+++ Provided information

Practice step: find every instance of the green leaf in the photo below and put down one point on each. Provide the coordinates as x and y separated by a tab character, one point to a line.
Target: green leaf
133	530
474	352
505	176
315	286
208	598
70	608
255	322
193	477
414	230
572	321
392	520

++++++

** Aim of the exercise **
Recast the data above as a two-column CSV with the header row input,output and one row per entry. Put each entry's text in input and its answer in output, with each as a single quoted field and any line breaks replaced by spaces.

** Reply to the task **
input,output
"Practice step: find every instance of the green leaf in the photo below and put down one point on each. Provide the coordinates as x and y separated by a tab character, one point to a line. Target: green leaf","133	530 474	352 505	176 315	286 208	598 70	608 255	322 193	477 414	230 572	321 392	520"